Your task:
Every line with the string "matches" should be copied from the data.

Task data:
-- -- --

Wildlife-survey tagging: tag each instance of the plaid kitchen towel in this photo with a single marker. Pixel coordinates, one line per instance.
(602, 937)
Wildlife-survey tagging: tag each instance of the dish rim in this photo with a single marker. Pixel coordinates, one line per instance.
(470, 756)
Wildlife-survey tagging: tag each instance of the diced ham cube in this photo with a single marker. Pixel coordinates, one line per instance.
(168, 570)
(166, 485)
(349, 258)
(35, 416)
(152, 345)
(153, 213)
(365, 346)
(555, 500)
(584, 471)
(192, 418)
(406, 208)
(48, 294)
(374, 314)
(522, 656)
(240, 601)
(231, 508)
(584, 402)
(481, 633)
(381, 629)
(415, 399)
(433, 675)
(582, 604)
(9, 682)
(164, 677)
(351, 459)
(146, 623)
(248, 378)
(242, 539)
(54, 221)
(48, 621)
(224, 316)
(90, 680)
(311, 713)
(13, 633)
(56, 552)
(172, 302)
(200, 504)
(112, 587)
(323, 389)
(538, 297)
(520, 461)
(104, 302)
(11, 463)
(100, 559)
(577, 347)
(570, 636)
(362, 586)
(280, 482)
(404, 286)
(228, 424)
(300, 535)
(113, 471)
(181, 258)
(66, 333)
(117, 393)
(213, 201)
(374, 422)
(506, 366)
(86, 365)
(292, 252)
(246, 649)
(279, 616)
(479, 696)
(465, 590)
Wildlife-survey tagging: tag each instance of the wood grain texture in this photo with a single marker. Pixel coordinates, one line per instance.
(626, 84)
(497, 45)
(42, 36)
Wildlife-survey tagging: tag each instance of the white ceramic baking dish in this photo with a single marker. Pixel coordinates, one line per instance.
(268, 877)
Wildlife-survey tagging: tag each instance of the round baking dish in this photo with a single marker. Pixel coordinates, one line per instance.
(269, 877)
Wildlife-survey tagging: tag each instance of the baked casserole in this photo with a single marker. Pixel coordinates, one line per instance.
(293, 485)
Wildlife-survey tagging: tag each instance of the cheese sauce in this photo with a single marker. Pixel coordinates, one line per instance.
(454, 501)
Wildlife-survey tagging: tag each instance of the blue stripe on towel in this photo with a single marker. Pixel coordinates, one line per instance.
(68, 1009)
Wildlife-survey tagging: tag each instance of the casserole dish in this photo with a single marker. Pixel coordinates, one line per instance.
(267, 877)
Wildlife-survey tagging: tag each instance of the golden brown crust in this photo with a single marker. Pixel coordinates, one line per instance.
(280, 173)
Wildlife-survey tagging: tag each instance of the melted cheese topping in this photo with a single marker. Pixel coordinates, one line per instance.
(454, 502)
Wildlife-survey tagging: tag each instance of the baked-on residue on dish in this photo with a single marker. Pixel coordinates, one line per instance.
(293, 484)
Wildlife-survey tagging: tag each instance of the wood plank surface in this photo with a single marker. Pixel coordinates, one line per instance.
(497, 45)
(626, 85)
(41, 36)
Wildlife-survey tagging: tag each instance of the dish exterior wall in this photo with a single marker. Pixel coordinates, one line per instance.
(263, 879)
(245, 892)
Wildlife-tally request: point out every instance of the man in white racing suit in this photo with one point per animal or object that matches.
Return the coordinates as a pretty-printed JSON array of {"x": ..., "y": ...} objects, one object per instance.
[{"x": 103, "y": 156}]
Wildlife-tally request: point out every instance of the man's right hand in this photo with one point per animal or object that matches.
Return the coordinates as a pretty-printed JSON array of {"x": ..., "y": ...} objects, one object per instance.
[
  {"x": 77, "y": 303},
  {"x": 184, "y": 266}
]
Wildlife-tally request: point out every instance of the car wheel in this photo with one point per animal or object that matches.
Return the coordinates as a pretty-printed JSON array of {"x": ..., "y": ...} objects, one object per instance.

-- -- --

Answer area:
Wildlife-tally request: point out every instance of the man in white racing suit in this photo with one point per animal or object that matches.
Wildlife-tally request: point out every instance of the man's right hand in this photo with one point per animal or object that matches.
Wildlife-tally request: point out every instance of the car wheel in this photo with one point per animal or object that matches.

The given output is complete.